** Selected excerpt **
* start *

After attending a training about intimate partner violence from my agency, staff at a local doctor’s office found themselves calling our hotline. They had a lesbian woman in their exam room who was terrified of her highly agitated abusive partner sitting in their waiting room. There had been significant emotional and physical abuse in their relationship.
When it was over, the survivor would be secretly ushered out the back door into a waiting cab to bring her to shelter, and law enforcement would become involved.
Of course, we then had to warn crisis line advocates who approve people for shelter to be extra cautious when screening. You see, some lesbian abusers have pretended to be victims of intimate partner violence so that they could gain entry into shelters and find their partner.
Cunning, isn’t it? Hard to believe?
The idea that intimate partner violence occurs in lesbian relationships may seem ridiculous. I mean, intimate partner violence only happens in heterosexual relationships, right?
A lesbian can’t hold societal power over her partner like a man. She, too, is oppressed by society. People couldn’t care less about her or her relationship when it comes to discussing potential power imbalances.
Well, what if I told you that one of the reasons why a woman can get away with abusing her same-sex partner is precisely because of that invisibility?
This belief can prevent lesbians from seeking help when they are in an abusive relationship. After all, who’s going to believe them?
And this is precisely why we need to be having this conversation.
As is a basic tenet of intersectionality, oppression affects people of intersecting identities differently – and as such, women in same-gender relationships experience multiple layers of oppression, and therefore experience intimate partner violence in unique ways.
So here are four myths about intimate partner violence in lesbian relationships that can prevent women from seeking help.
Myth #1: Women have equal power in a relationship, so the violence must be mutual.
For whatever reason, when it comes to intimate partner violence, people get stuck on muscles and brute strength.
Many people believe that because women are supposed to be caring and nurturing, they don’t behave violently in relationships, and that since they may be of relatively equal size and strength, there should be no way that one woman can truly dominate and abuse another woman.
People somehow believe that the physical similarities make the dynamics equal and therefore, completely ignore the numerous other factors that can create power imbalances.

* end *

** Material provided **
* start *

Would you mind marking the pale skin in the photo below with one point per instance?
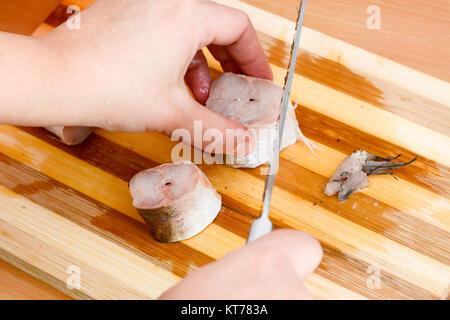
(126, 69)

* end *

** Direction **
Quote the article on intimate partner violence in lesbian relationships word for word, from "As is a basic" up to and including "must be mutual.". The lines above aren't needed for this.

** Written solution **
As is a basic tenet of intersectionality, oppression affects people of intersecting identities differently – and as such, women in same-gender relationships experience multiple layers of oppression, and therefore experience intimate partner violence in unique ways.
So here are four myths about intimate partner violence in lesbian relationships that can prevent women from seeking help.
Myth #1: Women have equal power in a relationship, so the violence must be mutual.